▶ EXERCISE DIRECTIONS
Each line containing the string "green" should be copied out of the entries.

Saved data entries
◇ ◇ ◇ ◇

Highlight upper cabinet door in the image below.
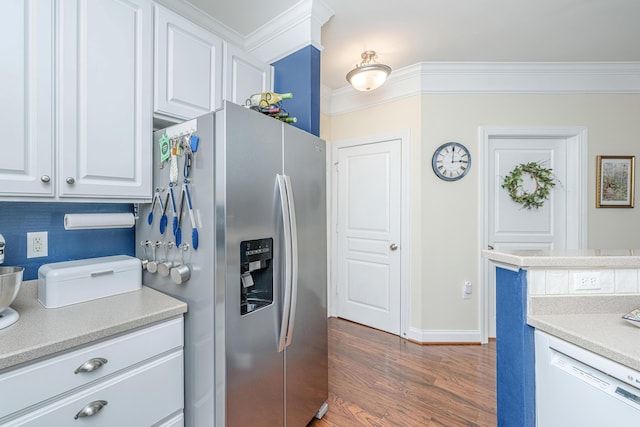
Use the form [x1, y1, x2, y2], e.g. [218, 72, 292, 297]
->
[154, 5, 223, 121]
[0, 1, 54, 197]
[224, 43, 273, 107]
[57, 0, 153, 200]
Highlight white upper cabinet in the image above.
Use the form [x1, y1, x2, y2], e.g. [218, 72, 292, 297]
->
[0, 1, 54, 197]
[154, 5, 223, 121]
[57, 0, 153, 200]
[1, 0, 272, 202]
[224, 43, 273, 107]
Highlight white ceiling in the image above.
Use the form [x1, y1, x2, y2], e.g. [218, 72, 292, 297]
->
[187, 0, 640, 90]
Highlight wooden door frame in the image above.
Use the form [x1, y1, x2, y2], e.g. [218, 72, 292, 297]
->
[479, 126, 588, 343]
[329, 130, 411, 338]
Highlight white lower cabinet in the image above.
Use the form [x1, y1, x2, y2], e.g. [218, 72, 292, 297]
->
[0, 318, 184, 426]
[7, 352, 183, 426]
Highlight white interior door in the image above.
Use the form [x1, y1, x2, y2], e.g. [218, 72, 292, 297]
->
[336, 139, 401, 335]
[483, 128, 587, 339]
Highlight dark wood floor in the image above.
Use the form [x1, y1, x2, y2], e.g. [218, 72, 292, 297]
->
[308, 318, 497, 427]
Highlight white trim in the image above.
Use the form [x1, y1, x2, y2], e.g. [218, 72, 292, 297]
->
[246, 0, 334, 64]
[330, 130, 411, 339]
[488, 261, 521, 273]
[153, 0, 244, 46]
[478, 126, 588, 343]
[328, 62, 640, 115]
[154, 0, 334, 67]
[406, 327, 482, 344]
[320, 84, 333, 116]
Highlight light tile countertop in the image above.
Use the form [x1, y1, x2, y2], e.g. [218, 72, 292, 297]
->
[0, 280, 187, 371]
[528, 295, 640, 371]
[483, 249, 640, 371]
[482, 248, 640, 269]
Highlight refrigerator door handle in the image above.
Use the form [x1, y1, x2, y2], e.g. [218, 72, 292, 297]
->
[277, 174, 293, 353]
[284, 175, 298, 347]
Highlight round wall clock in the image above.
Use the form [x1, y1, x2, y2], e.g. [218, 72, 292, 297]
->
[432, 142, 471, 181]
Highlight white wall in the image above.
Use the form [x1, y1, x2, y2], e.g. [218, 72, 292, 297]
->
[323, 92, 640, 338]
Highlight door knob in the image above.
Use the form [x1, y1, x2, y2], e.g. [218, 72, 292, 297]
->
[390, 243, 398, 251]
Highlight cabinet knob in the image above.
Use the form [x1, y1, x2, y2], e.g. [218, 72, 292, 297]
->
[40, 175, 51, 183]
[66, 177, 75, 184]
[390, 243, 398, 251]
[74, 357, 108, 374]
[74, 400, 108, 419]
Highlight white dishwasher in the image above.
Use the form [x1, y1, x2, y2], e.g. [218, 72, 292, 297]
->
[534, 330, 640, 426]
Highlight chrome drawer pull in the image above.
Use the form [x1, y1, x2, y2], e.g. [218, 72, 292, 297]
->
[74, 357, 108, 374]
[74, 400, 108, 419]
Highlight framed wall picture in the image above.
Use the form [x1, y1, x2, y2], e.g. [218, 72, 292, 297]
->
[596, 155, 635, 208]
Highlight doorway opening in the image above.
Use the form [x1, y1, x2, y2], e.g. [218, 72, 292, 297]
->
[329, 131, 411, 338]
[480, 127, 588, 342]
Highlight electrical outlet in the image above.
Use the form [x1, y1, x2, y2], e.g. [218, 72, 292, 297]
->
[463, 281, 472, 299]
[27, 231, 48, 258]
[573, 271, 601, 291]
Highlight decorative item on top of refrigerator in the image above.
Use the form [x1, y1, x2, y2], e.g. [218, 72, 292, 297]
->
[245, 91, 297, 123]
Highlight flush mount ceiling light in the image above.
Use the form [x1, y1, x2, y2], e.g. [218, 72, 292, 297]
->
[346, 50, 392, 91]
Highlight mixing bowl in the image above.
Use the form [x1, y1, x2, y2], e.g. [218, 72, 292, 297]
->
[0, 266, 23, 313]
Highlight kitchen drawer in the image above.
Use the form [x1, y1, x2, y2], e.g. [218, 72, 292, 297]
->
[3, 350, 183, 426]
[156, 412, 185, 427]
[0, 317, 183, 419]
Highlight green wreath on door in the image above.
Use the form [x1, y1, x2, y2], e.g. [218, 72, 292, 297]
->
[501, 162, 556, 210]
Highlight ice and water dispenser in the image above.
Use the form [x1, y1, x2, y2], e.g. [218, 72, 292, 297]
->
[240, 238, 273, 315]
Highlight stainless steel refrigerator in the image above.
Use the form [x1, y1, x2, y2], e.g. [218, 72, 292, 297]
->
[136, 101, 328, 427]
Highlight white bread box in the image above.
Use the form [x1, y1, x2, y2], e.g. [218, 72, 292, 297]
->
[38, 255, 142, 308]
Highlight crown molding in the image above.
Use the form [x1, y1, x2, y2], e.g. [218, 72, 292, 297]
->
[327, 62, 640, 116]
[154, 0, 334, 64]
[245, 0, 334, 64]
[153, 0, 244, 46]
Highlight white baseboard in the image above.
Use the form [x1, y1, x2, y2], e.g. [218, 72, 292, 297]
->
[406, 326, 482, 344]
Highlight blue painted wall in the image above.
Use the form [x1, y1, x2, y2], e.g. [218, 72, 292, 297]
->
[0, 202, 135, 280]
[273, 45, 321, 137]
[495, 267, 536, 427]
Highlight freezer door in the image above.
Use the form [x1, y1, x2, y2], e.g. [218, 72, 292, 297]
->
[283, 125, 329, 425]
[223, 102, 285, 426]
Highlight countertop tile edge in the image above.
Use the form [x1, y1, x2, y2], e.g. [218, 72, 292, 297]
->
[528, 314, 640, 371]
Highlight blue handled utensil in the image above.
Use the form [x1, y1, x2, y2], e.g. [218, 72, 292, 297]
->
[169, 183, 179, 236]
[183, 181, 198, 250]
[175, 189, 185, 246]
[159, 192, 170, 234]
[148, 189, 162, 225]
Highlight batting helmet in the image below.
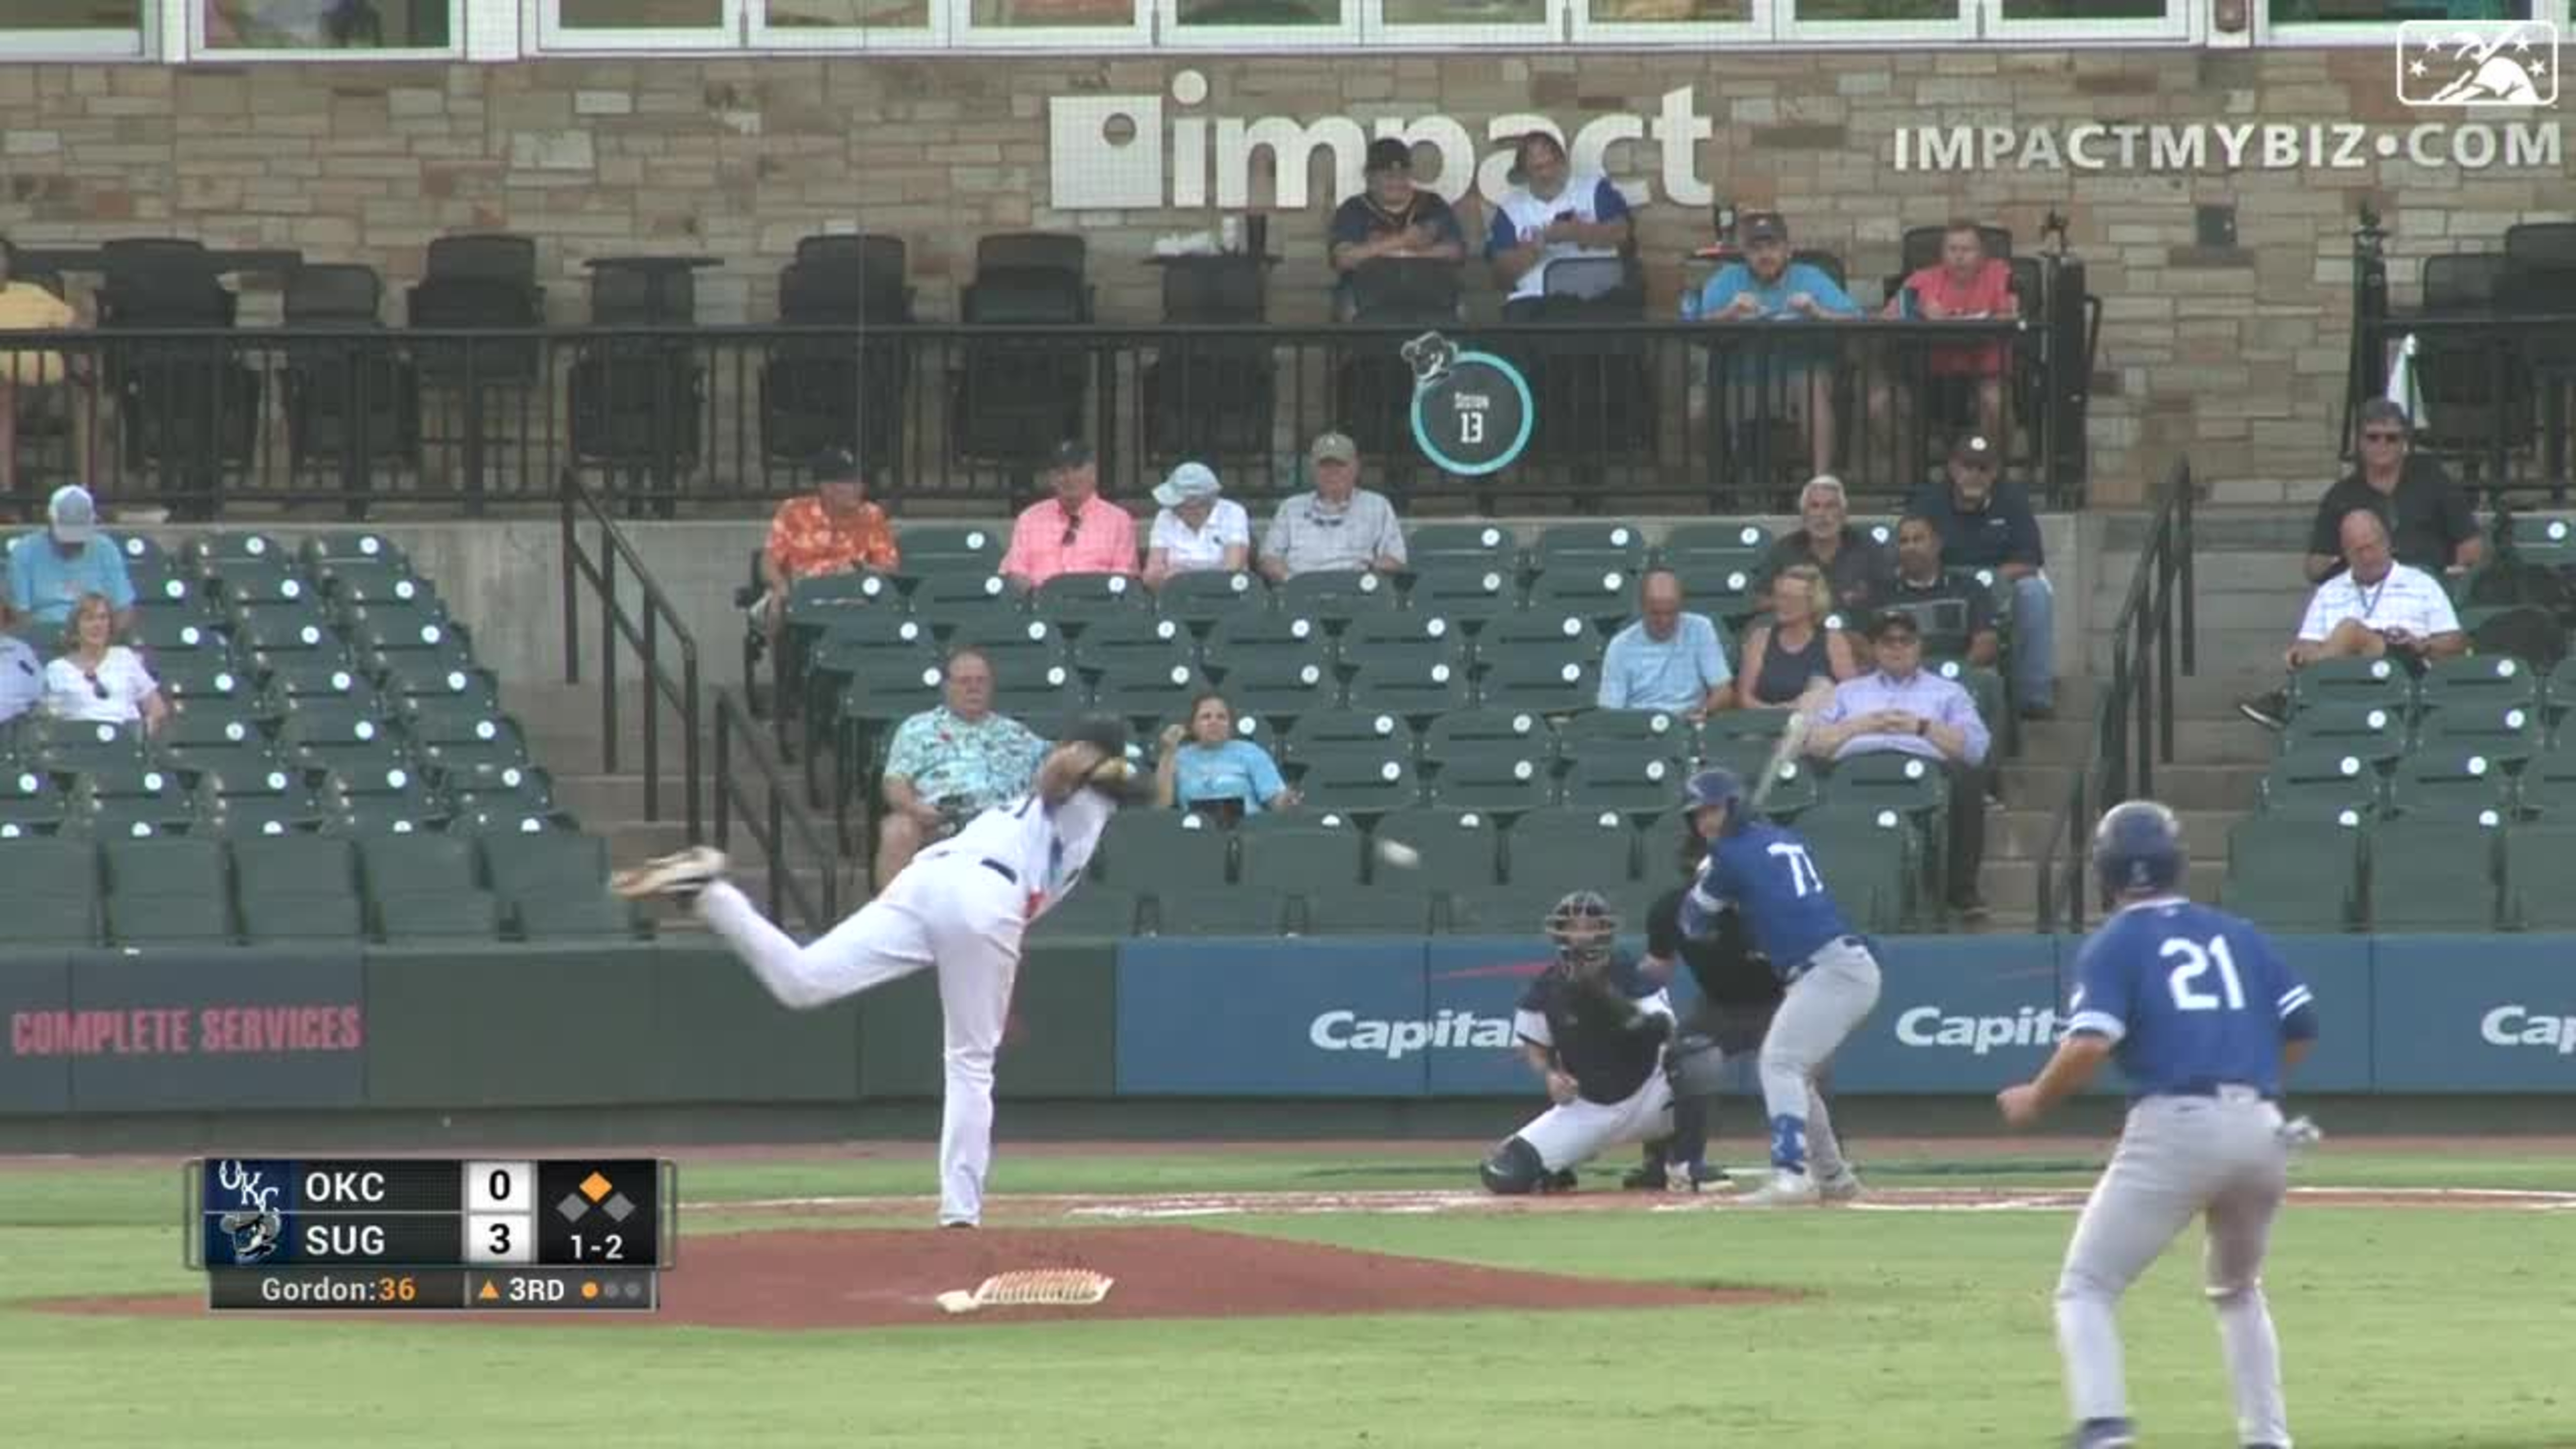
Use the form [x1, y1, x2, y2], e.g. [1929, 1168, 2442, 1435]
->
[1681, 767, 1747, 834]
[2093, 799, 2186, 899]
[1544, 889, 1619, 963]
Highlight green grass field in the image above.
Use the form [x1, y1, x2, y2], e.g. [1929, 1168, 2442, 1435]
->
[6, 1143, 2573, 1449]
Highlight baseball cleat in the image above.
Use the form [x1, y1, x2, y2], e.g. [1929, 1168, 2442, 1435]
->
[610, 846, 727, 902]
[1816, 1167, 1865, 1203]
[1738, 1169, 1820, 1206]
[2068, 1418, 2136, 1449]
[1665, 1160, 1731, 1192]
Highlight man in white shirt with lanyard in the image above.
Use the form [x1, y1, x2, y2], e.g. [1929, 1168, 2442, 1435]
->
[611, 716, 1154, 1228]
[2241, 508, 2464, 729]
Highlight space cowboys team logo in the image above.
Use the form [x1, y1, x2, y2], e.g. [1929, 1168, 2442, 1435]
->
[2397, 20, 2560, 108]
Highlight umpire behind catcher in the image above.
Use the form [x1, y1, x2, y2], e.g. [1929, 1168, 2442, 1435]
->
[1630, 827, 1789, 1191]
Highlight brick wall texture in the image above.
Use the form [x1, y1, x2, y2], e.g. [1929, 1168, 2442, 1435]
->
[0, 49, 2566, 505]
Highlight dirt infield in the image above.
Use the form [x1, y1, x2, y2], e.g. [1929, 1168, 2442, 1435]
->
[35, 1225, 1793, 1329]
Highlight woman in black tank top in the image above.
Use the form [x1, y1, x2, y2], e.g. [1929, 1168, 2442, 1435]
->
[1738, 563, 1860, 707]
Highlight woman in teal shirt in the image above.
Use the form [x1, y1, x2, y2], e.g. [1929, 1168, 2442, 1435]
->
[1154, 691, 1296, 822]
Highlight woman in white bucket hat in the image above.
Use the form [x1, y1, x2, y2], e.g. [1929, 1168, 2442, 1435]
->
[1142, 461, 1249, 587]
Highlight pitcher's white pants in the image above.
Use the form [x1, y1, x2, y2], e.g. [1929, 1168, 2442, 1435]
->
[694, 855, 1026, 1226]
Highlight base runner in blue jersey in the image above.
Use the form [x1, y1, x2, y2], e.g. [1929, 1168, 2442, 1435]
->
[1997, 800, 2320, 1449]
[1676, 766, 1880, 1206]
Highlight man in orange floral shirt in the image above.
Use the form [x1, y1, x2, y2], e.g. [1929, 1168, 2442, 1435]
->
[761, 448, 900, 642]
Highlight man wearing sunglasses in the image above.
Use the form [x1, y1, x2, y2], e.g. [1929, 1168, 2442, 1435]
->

◇ ◇ ◇ ◇

▶ ANSWER SECTION
Highlight green wreath on door in the image above.
Highlight green grass field in the image above.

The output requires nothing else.